El novelista, editor y crítico literario Alberto Gómez, de Carpe Noctem, ha escrito esta maravillosa reseña de mi novela La Ventana. Le estoy muy agradecida.
La ventana, una distopía en forma de tragedia clásica
La
ventana, última novela de Carmen Guaita, narra la historia de una
maestra, Venecia, en un futuro en el que la educación tal y como hoy la
conocemos solo existe para la élite. El resto se ven obligados a ser educados
por un sistema de Inteligencia Artificial que los moldea para trabajos precarios
o para lo que la obra llama “el ocio”, equivalente aquí a perder el tiempo en
actividades no tanto lúdicas como inútilmente absorbentes, drogadictas.
Es central en la trama, por lo tanto, el papel
de los maestros y, en concreto, el estilo personal, cercano y socrático
(mayéutica) de la educación tradicional. Y en relación con esa importancia, la
idea de que si por un lado es necesario que los maestros pidan y gocen de mayor
reconocimiento social, no pueden permitir que este se logre a costa de ver la
educación reducida a un lujo para aquellos que puedan pagarla. La educación, la
verdadera educación, solo lo será, dice esta novela si es humana, cercana y
para todos.
Sumen a este, el mensaje clave de que los niños necesitan
tanto a los maestros como estos a aquellos. Porque esa vocación de enseñar y de
aprender, ese instinto, es la razón principal de ser de esta novela.
En este sentido, la propia experiencia personal
de la autora –que dejó una cómoda carrera para volver a ser maestra en un
colegio humilde de Madrid− es el cimiento vital sobre el que se levanta una
obra que es tanto una defensa de la educación como, desde ese punto de vista
biográfico, un llamado a “igualar el pensamiento con la vida”, en expresión de
Azorín. Es decir, a actuar de acuerdo con lo que se piensa, sin negociaciones
con la propia comodidad, adultamente.
Formalmente, dos son, a mi entender, las
columnas que sujetan esta novela. En primer lugar, su clasicismo, entendiendo
por tal dos cosas: su propósito moral y su empleo de los recursos y estructuras
de las tragedias griegas para hacer avanzar la trama. Destaca a este respecto
el hecho de que en la trama el idioma elegido por la élite mundial para ser
educada y para comunicarse entre sí sea el latín. Un hecho que permite a la
autora darnos a entender cómo las humanidades van más allá de estudiar latín o
de conocer bien las principales obras griegas. De lo que se trata, en cambio,
es de celebrar la naturaleza humana, uno de cuyos epicentros es la vida social
entre iguales: “entre personas vivo”, uno de los lemas de la novela.

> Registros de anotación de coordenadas

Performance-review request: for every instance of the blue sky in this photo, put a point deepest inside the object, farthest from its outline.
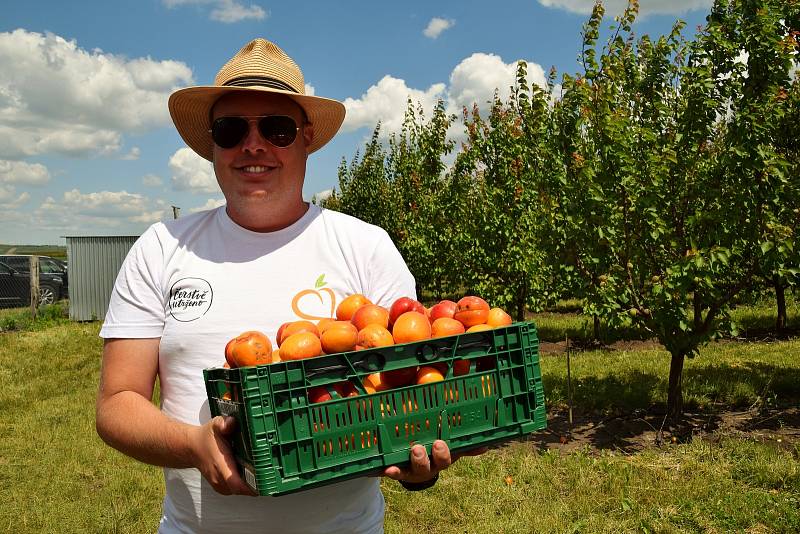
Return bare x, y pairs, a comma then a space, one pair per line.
86, 143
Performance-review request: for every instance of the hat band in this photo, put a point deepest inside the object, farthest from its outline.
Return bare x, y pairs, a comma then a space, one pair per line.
263, 81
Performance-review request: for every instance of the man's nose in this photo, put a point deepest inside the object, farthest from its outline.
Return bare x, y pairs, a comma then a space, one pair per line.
253, 141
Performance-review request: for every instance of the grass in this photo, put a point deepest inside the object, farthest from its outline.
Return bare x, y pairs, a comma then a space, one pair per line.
738, 485
753, 320
57, 476
736, 375
20, 319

> Instrucción 1
Dispón en una tabla Markdown, con las columnas «Fila» y «Línea», las líneas de los registros desde la que contiene "Performance-review request: for every instance of the grass" hasta el final de los registros, ambas incluidas. Numera cada fila y omite las líneas en blanco.
> Instrucción 2
Prosigue la reseña de la novela La ventana a partir de su última frase.

> Resultado esperado 1
| Fila | Línea |
|---|---|
| 1 | Performance-review request: for every instance of the grass in this photo, put a point deepest inside the object, farthest from its outline. |
| 2 | Return bare x, y pairs, a comma then a space, one pair per line. |
| 3 | 738, 485 |
| 4 | 753, 320 |
| 5 | 57, 476 |
| 6 | 736, 375 |
| 7 | 20, 319 |

> Resultado esperado 2
También destaca en el entramado moral de esta
obra la idea de que la cultura no es ni alta ni baja, sino que solo es cultura
si está accesible para todos, es decir, si es popular. Y que, por lo tanto, no
se puede hablar de que una persona es culta solo por saber latín o porque sabe
de memoria algunos pasajes de los autores clásicos. La cultura solo es posible
entre los otros y para los otros. “La cultura sigue viva porque el ser humano
la necesita”, se dice. Más allá de la tecnología y el ocio, porque nos habla de
lo que nos hace verdaderamente humanos y porque enciende la capacidad de pensar
por uno mismo y de enfrentarnos al misterio de nuestra propia existencia.
El segundo pilar de la obra y en relación con
ese clasicismo, es su idealismo, su renuencia −¿su renuncia?− a avanzar bajo la
férula dictatorial de lo veraz. La
ventana es una novela simbólica, de pura ficción. Todo sucede en ella
ordenado como por una acuciante necesidad. Como en las obras clásicas, el azar
no existe en esta novela. Al contrario, todo es destino. Porque lo importante
no es la veracidad de lo que se nos cuenta, su verosimilitud, sino el hecho
puro, la parábola que nos narra cómo el hombre, una vez más, trató de ir más
allá de la naturaleza –esta vez, a través de la destrucción del planeta y de la
inteligencia artificial− hasta caer en la hybris
y atraer el castigo divino.
Fruto de ese clasicismo es también el mencionado
simbolismo, que encontramos en los nombres de los personajes, en los espacios
que ocupan (Mérida y su teatro romano, por ejemplo), en los autores que evocan,
en los libros que citan… Así, el otro protagonista de la obra, también de
nombre clásico, el joven Alcibíades –guerrero y alumno preferido de Sócrates−,
se convierte en el símbolo de la esperanza en un futuro parecido a nuestro
presente, donde maestros y alumnos puedan volver a estar reunidos en las aulas,
convertidas en un espacio de educación socrático.
Y es que como la propia obra dice (p. 78): “Los
seres humanos, además de cosas concretas, necesitan símbolos… y los artistas
muestran los símbolos”. Este ha sido el propósito de la obra: ofrecernos
símbolos con los que interpretar el mundo que habitamos, la realidad que nos
toca crear y que creamos cada día, con nuestra actividad o nuestra pasividad.
La única duda es saber cómo recibirá el lector
medio este encadenamiento de símbolos y casualidades, esta obra tan alejada del
canon realista-decimonónico; si no le parecerá, acaso, un defecto de realismo
lo que es una virtud de clasicismo e idealismo.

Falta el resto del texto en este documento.